[BEGIN Records supplied]

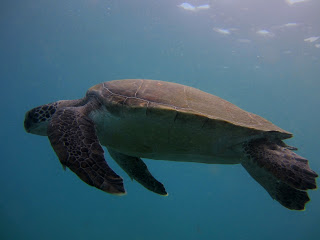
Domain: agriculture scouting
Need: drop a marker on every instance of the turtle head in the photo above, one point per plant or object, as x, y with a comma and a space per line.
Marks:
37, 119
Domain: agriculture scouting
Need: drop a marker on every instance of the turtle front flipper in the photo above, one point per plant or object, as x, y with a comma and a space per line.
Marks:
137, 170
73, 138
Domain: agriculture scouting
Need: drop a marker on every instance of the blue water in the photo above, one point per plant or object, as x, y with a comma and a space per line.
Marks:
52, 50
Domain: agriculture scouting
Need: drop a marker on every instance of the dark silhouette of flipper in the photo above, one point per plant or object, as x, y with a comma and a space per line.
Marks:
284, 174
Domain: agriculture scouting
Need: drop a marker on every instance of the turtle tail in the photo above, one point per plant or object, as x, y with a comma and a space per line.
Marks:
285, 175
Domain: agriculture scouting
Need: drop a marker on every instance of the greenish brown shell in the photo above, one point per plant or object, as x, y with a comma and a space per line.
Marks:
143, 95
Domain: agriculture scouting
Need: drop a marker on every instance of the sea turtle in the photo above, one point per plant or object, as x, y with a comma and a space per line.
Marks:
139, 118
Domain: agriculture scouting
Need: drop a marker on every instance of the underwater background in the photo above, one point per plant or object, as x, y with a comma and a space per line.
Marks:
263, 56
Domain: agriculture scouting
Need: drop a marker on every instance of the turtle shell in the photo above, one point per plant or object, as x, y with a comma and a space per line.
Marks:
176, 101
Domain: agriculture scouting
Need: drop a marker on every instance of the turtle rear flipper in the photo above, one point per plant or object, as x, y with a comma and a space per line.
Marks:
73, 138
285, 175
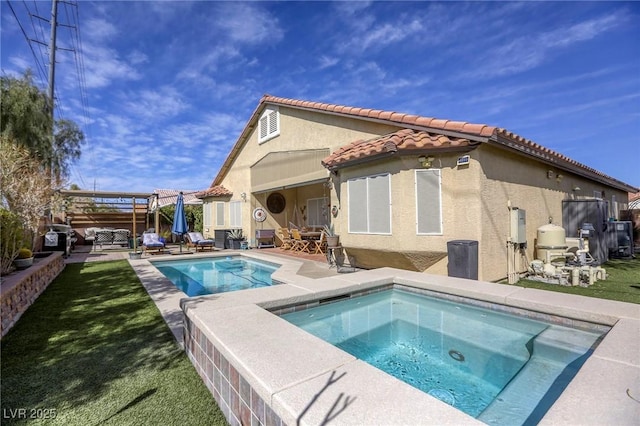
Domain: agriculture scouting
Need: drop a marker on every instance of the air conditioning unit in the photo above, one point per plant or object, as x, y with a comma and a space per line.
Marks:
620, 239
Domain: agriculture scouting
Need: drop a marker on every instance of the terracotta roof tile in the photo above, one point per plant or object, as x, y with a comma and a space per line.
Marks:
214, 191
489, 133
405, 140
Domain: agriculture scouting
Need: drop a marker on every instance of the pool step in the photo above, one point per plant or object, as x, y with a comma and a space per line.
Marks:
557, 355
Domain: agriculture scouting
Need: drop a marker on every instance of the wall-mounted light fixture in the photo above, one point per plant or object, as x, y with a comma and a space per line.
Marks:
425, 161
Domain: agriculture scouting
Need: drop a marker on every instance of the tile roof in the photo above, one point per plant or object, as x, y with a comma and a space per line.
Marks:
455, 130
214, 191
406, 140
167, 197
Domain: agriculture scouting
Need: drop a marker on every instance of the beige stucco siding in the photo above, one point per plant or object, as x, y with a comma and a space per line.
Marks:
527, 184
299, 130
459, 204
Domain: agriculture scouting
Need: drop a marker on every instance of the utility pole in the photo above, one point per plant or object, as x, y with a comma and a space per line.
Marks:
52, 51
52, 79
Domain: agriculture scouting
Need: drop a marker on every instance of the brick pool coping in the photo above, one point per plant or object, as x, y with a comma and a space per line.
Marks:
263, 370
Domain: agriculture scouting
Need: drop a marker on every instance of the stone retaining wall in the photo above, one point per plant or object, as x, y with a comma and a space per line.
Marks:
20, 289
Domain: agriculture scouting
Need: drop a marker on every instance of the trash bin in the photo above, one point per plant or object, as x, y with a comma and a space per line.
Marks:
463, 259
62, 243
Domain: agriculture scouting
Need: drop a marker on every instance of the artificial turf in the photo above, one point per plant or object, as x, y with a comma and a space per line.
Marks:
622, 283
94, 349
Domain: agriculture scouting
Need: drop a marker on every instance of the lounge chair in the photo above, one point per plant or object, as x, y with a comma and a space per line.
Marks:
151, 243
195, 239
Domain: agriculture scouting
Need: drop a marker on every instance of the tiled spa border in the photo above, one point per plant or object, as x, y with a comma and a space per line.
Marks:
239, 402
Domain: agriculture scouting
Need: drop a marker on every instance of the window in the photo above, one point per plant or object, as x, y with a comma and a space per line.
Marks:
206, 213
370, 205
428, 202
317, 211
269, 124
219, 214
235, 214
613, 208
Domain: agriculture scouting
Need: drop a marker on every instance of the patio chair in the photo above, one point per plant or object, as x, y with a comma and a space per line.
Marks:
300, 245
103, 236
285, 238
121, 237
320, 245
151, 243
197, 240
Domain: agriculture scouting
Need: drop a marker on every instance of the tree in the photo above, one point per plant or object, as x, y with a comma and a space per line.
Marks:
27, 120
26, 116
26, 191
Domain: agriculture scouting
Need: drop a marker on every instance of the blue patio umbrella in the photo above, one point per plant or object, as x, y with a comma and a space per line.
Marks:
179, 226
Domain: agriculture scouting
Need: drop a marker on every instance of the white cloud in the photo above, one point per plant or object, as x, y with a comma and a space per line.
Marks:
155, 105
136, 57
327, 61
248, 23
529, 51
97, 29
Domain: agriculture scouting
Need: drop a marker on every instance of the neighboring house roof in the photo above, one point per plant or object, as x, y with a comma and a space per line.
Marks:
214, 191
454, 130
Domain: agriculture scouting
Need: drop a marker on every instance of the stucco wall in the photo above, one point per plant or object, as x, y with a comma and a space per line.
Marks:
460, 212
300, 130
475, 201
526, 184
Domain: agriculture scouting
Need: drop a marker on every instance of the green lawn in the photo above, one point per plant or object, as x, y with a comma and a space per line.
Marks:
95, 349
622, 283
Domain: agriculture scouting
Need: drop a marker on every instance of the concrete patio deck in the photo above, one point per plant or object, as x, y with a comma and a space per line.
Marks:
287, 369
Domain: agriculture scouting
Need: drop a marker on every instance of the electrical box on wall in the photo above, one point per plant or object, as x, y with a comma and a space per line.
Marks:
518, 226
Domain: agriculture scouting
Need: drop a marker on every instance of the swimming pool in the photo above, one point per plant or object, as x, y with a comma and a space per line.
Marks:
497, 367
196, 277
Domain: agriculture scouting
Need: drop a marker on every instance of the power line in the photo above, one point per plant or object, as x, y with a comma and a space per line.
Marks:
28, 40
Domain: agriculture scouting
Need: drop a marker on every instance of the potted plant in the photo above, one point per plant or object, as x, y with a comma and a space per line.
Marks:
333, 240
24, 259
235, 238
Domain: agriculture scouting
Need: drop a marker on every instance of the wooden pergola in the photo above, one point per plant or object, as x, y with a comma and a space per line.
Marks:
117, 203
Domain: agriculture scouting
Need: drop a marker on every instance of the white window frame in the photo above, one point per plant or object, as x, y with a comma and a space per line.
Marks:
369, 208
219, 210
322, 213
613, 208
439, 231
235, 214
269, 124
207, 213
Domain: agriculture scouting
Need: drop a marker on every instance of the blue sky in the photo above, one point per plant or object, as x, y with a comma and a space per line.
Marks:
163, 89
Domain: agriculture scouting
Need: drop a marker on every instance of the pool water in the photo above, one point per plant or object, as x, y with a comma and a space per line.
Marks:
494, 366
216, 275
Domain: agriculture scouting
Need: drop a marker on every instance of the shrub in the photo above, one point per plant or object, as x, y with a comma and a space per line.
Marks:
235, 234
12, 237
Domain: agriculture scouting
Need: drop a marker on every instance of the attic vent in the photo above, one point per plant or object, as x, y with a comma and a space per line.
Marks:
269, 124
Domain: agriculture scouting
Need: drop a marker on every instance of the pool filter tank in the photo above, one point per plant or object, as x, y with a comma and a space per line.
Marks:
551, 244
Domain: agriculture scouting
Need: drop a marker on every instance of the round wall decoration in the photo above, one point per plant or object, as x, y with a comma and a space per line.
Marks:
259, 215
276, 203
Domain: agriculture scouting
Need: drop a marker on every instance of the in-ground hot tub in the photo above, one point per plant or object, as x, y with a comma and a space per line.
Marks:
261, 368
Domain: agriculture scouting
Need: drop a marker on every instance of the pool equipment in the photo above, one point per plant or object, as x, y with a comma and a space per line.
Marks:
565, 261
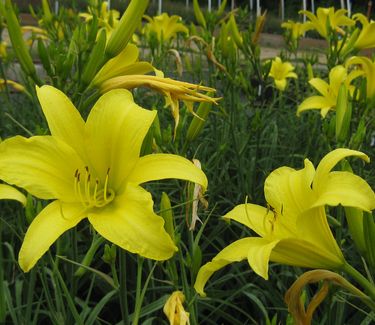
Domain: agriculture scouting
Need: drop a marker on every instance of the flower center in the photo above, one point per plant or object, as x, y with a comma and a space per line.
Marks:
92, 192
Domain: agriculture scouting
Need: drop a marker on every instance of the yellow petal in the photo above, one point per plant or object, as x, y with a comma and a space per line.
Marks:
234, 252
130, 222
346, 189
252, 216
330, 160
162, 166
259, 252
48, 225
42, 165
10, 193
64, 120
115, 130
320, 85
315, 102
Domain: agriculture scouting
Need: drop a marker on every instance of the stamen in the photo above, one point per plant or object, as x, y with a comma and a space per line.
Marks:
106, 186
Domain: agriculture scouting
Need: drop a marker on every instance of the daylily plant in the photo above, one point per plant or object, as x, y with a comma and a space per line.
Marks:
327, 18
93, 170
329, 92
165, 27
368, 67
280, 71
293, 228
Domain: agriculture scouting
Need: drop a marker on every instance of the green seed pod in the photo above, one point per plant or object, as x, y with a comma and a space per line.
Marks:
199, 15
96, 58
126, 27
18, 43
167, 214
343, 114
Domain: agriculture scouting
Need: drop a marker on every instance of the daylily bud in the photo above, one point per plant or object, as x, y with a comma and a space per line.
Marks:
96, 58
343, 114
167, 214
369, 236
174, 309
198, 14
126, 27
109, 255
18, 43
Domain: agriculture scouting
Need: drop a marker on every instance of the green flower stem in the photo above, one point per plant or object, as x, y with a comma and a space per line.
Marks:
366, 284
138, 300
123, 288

[END Records supplied]

_Your goal:_ Return each line of the records above that contains the word "chair", copied unchanged.

_Full solution:_
Need: drop a marker on every instance of the lounge chair in the photo above, one point per plant or object, as x, y with a comma and a space per line.
Need: drop a marker on every instance of the patio chair in the photo above, one point per plant or object, as x, y with a comma and a space per line.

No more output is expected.